From the records below, set down exactly the lines starting with the line that contains "Target: arched entrance" and going on through the line that contains "Target: person's head". Nothing else is wanted.

(Image-grounded pointing data)

● ● ●

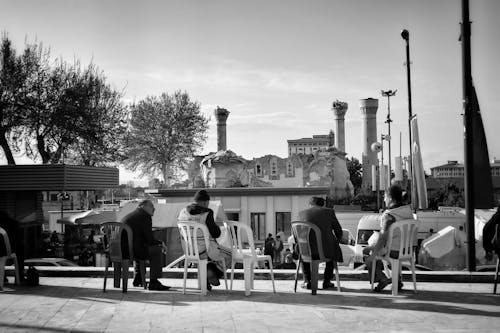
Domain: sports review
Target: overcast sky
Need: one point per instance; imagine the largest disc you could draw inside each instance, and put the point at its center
(278, 65)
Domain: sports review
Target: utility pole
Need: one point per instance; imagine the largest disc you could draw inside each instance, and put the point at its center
(389, 94)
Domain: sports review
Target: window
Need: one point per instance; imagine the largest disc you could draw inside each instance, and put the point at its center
(284, 223)
(289, 169)
(258, 169)
(258, 225)
(233, 216)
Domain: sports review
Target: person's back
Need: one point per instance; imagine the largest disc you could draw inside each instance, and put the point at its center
(331, 231)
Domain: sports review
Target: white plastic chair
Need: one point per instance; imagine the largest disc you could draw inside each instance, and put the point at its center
(246, 256)
(8, 255)
(189, 237)
(407, 230)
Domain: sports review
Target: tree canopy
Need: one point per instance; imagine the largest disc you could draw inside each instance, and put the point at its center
(49, 109)
(165, 131)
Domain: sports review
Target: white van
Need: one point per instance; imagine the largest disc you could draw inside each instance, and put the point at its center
(368, 224)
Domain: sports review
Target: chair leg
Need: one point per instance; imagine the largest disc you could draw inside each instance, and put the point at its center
(117, 274)
(142, 272)
(337, 275)
(414, 275)
(247, 276)
(314, 276)
(202, 275)
(225, 274)
(395, 276)
(3, 260)
(16, 268)
(297, 275)
(372, 278)
(125, 267)
(496, 276)
(185, 276)
(272, 278)
(105, 274)
(232, 273)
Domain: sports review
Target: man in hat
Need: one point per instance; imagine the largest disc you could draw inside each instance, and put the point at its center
(144, 245)
(199, 212)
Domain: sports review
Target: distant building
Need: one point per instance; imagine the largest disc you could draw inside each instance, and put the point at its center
(310, 145)
(453, 169)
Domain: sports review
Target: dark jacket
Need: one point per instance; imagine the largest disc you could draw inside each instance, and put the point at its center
(326, 221)
(213, 228)
(141, 224)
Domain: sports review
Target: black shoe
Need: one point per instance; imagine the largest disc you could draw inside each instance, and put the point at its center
(328, 285)
(381, 285)
(156, 285)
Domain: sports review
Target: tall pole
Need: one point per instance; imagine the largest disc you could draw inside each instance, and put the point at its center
(389, 94)
(406, 36)
(468, 135)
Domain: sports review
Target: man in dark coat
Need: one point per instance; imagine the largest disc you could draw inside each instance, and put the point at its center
(491, 235)
(144, 245)
(15, 234)
(325, 219)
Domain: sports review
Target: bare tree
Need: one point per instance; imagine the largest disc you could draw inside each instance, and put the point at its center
(165, 131)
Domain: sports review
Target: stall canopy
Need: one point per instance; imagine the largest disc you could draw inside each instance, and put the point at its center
(89, 217)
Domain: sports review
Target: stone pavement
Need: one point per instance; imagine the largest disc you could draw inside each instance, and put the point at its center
(78, 305)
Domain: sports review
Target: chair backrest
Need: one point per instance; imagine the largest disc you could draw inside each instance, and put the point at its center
(301, 231)
(3, 234)
(115, 233)
(407, 229)
(194, 236)
(239, 231)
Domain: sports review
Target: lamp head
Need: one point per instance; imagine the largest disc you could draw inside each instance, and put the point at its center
(405, 34)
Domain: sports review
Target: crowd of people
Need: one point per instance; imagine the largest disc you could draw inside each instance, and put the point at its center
(146, 247)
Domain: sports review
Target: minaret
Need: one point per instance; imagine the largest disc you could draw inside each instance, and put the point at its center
(221, 116)
(339, 110)
(368, 108)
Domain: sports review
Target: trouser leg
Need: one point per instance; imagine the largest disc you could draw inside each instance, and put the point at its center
(155, 262)
(306, 269)
(328, 275)
(379, 267)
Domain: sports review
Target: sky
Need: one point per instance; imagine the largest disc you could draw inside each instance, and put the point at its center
(277, 66)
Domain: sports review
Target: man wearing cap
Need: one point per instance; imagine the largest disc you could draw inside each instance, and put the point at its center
(144, 245)
(331, 231)
(199, 212)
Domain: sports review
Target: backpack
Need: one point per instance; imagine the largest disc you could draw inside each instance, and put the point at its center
(32, 277)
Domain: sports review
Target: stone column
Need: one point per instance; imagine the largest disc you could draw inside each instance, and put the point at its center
(368, 108)
(221, 116)
(339, 110)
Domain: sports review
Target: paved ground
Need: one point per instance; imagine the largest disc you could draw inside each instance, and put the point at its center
(78, 305)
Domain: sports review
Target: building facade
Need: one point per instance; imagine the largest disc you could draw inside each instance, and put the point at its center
(310, 145)
(453, 169)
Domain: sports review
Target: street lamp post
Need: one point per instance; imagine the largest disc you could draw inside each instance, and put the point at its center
(406, 36)
(389, 94)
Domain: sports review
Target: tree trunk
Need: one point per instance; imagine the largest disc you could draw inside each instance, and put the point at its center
(166, 175)
(6, 148)
(40, 145)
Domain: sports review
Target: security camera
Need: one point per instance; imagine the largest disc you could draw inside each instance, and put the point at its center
(405, 34)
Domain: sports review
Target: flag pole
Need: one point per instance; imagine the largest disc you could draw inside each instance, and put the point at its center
(468, 135)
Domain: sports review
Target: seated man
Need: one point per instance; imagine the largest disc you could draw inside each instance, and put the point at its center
(325, 219)
(199, 212)
(395, 211)
(144, 245)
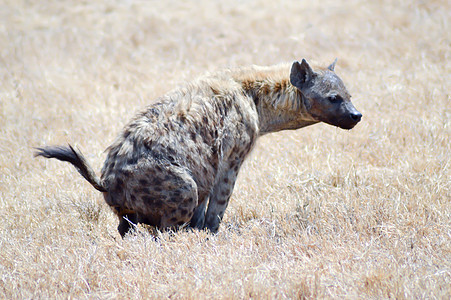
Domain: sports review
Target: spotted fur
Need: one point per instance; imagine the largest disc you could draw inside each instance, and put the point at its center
(177, 161)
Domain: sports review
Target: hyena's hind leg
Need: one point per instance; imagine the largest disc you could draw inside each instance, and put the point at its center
(198, 219)
(164, 196)
(127, 223)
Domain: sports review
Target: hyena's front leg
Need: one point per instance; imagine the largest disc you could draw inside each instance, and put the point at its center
(219, 199)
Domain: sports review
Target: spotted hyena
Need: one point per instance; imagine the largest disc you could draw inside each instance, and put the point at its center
(177, 161)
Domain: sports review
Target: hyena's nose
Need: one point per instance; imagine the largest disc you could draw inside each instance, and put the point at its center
(356, 116)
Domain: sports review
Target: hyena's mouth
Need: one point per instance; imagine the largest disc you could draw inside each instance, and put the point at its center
(347, 122)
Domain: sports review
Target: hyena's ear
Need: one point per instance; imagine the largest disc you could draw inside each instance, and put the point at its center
(332, 65)
(301, 74)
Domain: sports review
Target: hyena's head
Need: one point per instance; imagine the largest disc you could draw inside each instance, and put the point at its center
(325, 96)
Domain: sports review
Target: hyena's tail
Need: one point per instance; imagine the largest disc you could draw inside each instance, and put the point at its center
(69, 154)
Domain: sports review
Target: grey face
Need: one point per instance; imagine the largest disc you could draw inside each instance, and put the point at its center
(325, 96)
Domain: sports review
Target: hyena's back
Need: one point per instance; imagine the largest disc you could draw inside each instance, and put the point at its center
(169, 159)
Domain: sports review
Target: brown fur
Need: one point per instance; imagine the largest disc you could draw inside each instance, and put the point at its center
(177, 161)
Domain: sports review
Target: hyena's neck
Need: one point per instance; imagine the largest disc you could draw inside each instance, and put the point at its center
(279, 104)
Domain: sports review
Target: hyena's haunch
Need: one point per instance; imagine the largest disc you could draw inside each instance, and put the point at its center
(177, 161)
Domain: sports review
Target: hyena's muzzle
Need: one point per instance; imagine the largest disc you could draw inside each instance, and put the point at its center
(347, 116)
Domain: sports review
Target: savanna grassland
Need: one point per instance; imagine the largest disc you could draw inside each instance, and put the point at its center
(317, 213)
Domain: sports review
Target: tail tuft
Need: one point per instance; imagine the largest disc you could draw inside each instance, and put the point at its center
(76, 158)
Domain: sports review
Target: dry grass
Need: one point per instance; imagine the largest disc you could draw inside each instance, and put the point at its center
(318, 212)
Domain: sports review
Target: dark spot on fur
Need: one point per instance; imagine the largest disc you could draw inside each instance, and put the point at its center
(147, 199)
(126, 134)
(143, 190)
(119, 185)
(193, 135)
(222, 202)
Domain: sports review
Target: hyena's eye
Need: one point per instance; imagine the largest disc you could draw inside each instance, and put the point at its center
(335, 98)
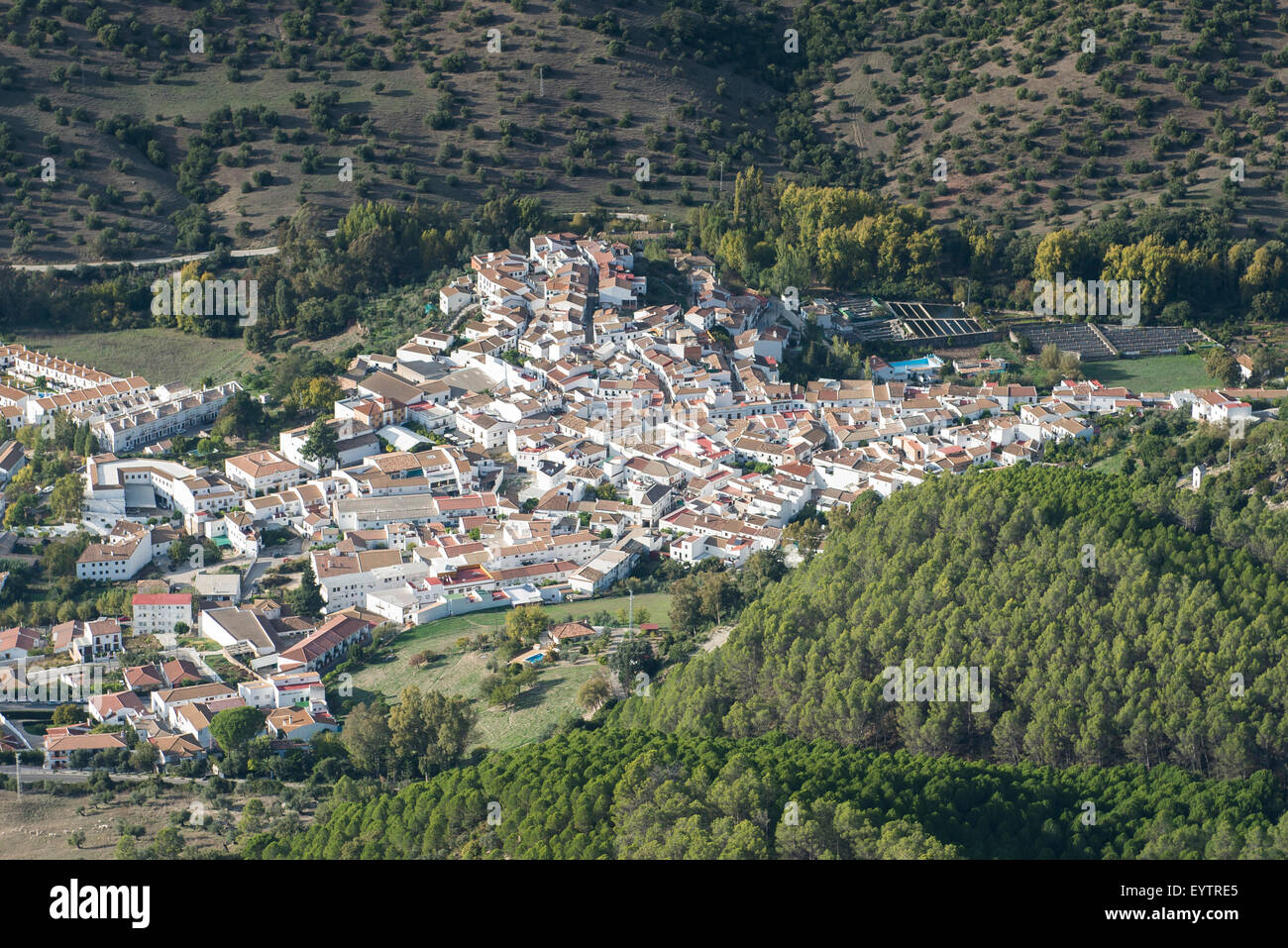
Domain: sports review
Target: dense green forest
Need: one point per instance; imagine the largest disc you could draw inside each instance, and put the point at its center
(1112, 635)
(636, 793)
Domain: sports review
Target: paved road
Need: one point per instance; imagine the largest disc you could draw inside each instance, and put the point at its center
(154, 262)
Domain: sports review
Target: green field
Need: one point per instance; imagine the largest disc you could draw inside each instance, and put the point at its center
(537, 711)
(1151, 372)
(159, 355)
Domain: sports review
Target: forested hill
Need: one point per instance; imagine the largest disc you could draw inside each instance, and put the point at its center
(1111, 638)
(640, 793)
(1131, 660)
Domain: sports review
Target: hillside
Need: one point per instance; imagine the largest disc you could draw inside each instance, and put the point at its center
(141, 127)
(642, 794)
(1033, 132)
(1111, 634)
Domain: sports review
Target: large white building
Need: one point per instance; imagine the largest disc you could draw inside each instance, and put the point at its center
(159, 612)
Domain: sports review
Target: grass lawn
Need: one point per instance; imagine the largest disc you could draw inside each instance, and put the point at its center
(1151, 372)
(537, 710)
(158, 355)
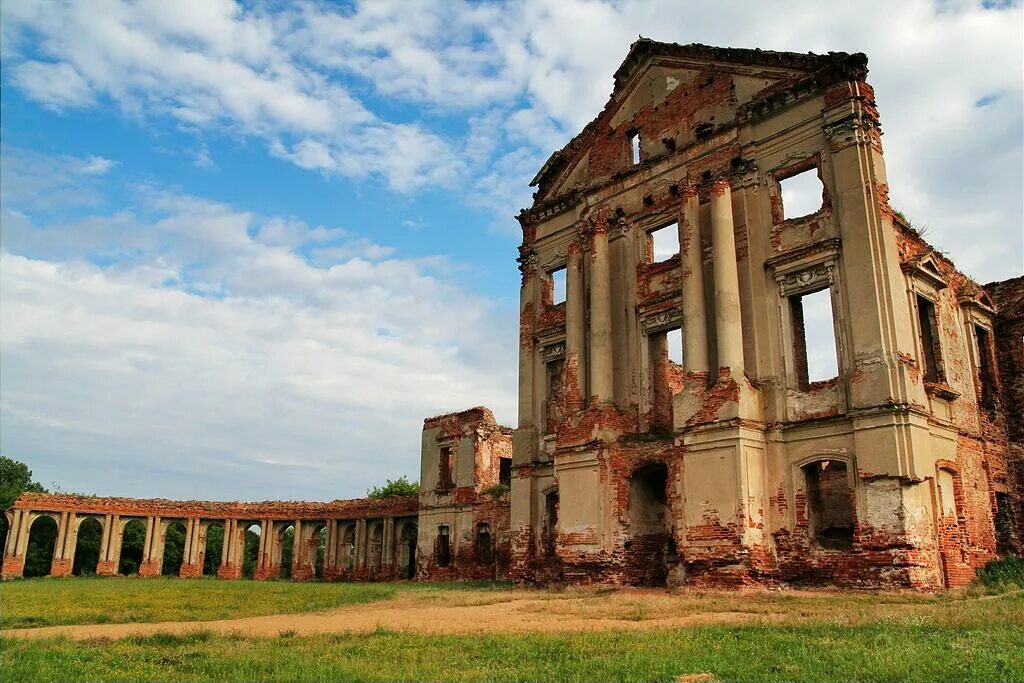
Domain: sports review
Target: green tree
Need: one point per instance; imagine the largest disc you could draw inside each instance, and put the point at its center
(399, 486)
(14, 478)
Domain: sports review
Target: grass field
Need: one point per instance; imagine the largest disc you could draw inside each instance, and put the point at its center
(783, 636)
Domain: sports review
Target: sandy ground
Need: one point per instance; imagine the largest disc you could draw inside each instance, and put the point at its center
(626, 609)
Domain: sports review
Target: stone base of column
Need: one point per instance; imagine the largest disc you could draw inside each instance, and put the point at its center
(13, 567)
(151, 568)
(190, 570)
(266, 573)
(60, 567)
(229, 571)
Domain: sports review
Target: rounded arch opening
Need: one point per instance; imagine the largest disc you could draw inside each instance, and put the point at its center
(651, 547)
(829, 503)
(213, 549)
(90, 538)
(42, 541)
(250, 553)
(132, 540)
(174, 549)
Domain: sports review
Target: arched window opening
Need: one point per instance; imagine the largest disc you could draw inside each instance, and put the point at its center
(286, 547)
(42, 540)
(550, 529)
(407, 550)
(250, 553)
(484, 550)
(829, 504)
(90, 538)
(174, 549)
(443, 547)
(132, 541)
(214, 549)
(650, 544)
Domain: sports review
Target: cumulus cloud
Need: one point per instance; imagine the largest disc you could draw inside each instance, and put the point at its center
(192, 348)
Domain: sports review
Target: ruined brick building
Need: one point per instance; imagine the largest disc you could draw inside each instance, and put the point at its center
(678, 421)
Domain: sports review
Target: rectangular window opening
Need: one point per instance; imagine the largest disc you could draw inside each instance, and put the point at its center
(505, 471)
(985, 367)
(635, 146)
(445, 463)
(931, 354)
(802, 194)
(815, 357)
(663, 244)
(557, 286)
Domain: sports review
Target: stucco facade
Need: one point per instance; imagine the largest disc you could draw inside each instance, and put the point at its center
(679, 420)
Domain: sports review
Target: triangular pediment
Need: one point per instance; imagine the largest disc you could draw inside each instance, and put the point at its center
(668, 97)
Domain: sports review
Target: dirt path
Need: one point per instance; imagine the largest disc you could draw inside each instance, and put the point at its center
(505, 615)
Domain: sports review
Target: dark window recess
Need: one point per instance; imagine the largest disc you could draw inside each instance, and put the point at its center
(1006, 527)
(505, 471)
(483, 549)
(444, 481)
(985, 376)
(931, 351)
(443, 547)
(814, 354)
(829, 508)
(550, 522)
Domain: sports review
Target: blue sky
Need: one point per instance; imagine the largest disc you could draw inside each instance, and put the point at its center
(248, 247)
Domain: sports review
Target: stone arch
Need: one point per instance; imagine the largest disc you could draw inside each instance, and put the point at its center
(650, 546)
(131, 546)
(375, 547)
(172, 547)
(89, 539)
(408, 538)
(213, 548)
(346, 548)
(284, 549)
(43, 527)
(829, 495)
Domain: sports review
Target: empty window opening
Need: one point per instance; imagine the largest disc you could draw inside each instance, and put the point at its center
(985, 376)
(42, 540)
(132, 540)
(815, 357)
(675, 340)
(484, 554)
(214, 549)
(250, 553)
(550, 529)
(445, 467)
(651, 544)
(947, 497)
(443, 547)
(829, 508)
(801, 194)
(635, 146)
(663, 244)
(931, 351)
(557, 286)
(1006, 527)
(505, 471)
(90, 537)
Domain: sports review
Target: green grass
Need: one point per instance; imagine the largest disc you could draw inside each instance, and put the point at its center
(117, 600)
(878, 652)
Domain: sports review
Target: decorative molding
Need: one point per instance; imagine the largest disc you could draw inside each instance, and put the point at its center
(669, 318)
(814, 278)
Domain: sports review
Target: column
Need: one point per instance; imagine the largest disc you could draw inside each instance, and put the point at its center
(601, 378)
(694, 313)
(576, 319)
(13, 565)
(727, 315)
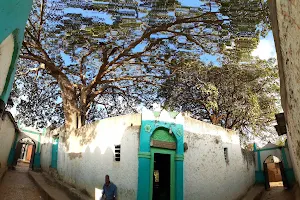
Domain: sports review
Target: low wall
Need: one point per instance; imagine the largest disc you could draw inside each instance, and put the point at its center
(87, 155)
(7, 136)
(206, 173)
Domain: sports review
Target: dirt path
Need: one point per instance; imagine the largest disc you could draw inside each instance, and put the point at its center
(16, 185)
(277, 193)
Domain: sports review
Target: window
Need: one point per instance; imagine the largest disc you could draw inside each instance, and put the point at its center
(226, 155)
(117, 152)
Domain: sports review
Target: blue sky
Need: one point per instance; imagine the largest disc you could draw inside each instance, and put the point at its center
(266, 47)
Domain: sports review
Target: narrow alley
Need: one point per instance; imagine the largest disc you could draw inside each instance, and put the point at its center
(17, 185)
(277, 192)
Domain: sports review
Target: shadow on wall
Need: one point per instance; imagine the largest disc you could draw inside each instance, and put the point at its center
(86, 170)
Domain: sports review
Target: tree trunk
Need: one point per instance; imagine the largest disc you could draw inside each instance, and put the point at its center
(70, 106)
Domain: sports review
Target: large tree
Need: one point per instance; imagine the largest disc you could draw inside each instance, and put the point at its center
(237, 95)
(76, 58)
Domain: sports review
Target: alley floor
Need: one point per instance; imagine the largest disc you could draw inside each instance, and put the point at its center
(16, 185)
(277, 192)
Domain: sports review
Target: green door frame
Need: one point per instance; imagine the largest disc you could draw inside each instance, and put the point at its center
(172, 170)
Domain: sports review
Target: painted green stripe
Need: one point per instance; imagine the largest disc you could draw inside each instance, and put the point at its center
(29, 131)
(11, 70)
(267, 149)
(258, 161)
(144, 155)
(285, 163)
(179, 157)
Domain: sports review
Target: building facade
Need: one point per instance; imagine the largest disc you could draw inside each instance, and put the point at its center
(154, 154)
(13, 17)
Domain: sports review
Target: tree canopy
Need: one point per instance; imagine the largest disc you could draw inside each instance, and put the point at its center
(239, 95)
(82, 60)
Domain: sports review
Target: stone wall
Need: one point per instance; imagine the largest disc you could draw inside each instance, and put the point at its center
(7, 136)
(286, 30)
(206, 172)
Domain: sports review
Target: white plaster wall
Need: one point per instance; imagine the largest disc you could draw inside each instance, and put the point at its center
(46, 155)
(7, 135)
(6, 53)
(87, 155)
(206, 174)
(286, 31)
(265, 154)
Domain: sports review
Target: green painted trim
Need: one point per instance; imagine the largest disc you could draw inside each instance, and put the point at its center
(258, 161)
(172, 170)
(259, 177)
(10, 159)
(144, 155)
(285, 163)
(11, 70)
(179, 157)
(39, 144)
(29, 131)
(267, 149)
(148, 127)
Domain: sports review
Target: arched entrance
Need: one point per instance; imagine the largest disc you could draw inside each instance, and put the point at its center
(272, 153)
(161, 155)
(163, 150)
(24, 152)
(274, 172)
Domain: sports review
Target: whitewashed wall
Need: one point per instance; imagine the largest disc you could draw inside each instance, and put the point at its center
(206, 174)
(46, 150)
(7, 135)
(285, 27)
(6, 53)
(89, 155)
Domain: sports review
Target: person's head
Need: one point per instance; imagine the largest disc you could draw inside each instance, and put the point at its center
(107, 181)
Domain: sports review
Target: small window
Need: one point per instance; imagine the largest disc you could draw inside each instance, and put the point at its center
(226, 155)
(117, 152)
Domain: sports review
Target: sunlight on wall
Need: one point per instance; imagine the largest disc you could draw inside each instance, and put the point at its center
(98, 193)
(6, 53)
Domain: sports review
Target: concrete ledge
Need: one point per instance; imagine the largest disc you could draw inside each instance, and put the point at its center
(254, 193)
(50, 191)
(72, 192)
(2, 173)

● ● ●

*The answer*.
Target: arched entrance
Need: one point per instance; imagine the largest disc you could draw inside each instance, and put the point at its center
(272, 153)
(161, 155)
(163, 150)
(24, 152)
(274, 172)
Domain: sports review
Target: whitewashed wall
Need: one point per instance; imagine the largest disc you could draw inside each instance, and put the point at its center
(206, 174)
(46, 150)
(7, 135)
(285, 27)
(6, 53)
(89, 155)
Domain: sports review
Target: person's head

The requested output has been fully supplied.